== Work instructions ==
Reproduce the material starting with the line containing "# point at: the man's" and going on through the line containing "(754, 1143)", switching "paint can" to "paint tin" and leaving everything else unchanged.

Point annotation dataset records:
>>>
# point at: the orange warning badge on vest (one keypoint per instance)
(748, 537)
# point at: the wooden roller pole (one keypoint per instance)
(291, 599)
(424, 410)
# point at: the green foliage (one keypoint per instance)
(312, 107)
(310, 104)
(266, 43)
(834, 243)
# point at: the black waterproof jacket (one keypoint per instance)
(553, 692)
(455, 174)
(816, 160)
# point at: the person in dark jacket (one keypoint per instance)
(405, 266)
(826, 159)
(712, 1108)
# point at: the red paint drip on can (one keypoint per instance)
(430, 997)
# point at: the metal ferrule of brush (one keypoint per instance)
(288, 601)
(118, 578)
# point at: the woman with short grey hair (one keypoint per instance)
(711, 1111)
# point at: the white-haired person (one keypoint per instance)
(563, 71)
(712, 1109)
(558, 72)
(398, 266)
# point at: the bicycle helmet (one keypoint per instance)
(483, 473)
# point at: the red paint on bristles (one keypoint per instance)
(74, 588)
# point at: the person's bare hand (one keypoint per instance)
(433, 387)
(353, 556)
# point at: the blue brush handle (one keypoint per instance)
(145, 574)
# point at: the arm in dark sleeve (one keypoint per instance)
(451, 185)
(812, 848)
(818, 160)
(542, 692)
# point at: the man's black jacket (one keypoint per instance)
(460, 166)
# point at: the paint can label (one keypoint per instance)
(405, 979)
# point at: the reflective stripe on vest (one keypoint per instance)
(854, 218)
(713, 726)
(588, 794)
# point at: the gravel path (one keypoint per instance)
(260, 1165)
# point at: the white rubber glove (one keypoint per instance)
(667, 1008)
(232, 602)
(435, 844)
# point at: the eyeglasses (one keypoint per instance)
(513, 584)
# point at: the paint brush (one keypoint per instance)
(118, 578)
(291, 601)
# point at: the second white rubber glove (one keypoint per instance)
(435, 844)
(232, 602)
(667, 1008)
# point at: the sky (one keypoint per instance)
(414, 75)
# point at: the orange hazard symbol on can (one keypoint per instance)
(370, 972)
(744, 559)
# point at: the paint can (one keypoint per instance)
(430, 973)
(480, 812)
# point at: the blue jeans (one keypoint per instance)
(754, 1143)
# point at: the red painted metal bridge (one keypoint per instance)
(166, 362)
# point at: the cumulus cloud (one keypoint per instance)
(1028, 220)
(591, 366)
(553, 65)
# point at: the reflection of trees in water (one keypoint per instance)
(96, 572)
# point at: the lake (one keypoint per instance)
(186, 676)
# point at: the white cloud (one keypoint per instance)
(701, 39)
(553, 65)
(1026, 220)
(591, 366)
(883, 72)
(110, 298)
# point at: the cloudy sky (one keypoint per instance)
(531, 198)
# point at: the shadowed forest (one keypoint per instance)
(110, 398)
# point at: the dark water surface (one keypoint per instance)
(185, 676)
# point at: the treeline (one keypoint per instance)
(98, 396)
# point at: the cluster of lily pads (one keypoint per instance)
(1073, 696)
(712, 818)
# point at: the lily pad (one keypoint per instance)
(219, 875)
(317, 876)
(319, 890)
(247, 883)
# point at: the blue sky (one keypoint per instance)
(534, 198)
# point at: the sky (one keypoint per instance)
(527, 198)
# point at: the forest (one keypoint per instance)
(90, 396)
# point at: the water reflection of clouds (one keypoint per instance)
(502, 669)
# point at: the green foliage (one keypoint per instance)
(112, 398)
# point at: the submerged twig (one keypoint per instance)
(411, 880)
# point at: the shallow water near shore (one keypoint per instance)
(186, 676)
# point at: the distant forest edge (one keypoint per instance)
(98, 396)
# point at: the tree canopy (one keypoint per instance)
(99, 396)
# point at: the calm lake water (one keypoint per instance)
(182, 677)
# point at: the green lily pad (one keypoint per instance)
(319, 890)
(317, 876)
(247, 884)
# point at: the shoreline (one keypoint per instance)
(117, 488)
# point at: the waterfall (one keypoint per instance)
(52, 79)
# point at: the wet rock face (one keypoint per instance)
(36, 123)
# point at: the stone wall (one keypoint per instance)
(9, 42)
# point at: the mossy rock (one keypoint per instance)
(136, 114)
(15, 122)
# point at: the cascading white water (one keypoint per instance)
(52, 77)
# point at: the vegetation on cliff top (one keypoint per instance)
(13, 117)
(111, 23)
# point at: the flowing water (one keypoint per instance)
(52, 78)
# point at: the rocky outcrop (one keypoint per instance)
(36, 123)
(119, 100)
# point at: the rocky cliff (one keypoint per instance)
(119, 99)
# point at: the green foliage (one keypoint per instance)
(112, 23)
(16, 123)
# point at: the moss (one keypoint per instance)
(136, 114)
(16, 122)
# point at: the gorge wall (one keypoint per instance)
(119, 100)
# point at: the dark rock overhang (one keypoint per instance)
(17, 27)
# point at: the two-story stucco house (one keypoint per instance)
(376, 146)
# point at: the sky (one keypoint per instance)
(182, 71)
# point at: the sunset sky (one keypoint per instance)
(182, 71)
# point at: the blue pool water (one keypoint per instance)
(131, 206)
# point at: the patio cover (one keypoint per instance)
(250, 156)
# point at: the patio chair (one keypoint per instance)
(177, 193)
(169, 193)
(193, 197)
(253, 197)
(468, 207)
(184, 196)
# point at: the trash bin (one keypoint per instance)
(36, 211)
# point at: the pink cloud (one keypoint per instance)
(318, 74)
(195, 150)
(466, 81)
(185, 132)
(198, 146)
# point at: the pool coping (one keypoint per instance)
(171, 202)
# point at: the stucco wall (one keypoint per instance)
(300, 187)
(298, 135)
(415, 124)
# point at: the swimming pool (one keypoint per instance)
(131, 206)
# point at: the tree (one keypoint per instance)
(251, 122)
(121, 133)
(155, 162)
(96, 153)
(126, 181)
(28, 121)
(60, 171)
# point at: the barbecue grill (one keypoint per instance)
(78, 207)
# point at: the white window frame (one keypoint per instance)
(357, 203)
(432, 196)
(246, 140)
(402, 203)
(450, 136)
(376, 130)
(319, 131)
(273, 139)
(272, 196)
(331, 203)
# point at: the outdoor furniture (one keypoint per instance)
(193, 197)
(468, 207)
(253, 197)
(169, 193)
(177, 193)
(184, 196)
<<<
== Correct result ==
# point at: the man's black jacket (one keypoint per instance)
(460, 166)
# point at: the paint tin label (one keypoint per instance)
(405, 979)
# point at: the reflective stripe on vest (one keypoint per instance)
(854, 218)
(713, 726)
(588, 794)
# point at: the gravel path (one keypoint per instance)
(260, 1165)
# point at: the white rubber glove (one keypoint per instance)
(667, 1008)
(232, 602)
(435, 844)
# point at: the eyeglasses (one keypoint per instance)
(513, 584)
# point at: the paint brush (one keypoint per instance)
(118, 578)
(291, 601)
# point at: the second white rubber glove (one keypoint per instance)
(435, 844)
(232, 602)
(667, 1008)
# point at: the sky (one keypoint per instance)
(414, 75)
# point at: the orange hazard symbol on can (one keypoint per instance)
(370, 972)
(744, 559)
# point at: the paint tin (one keypoint per instance)
(430, 973)
(480, 812)
# point at: the blue jeans (one keypoint per instance)
(754, 1143)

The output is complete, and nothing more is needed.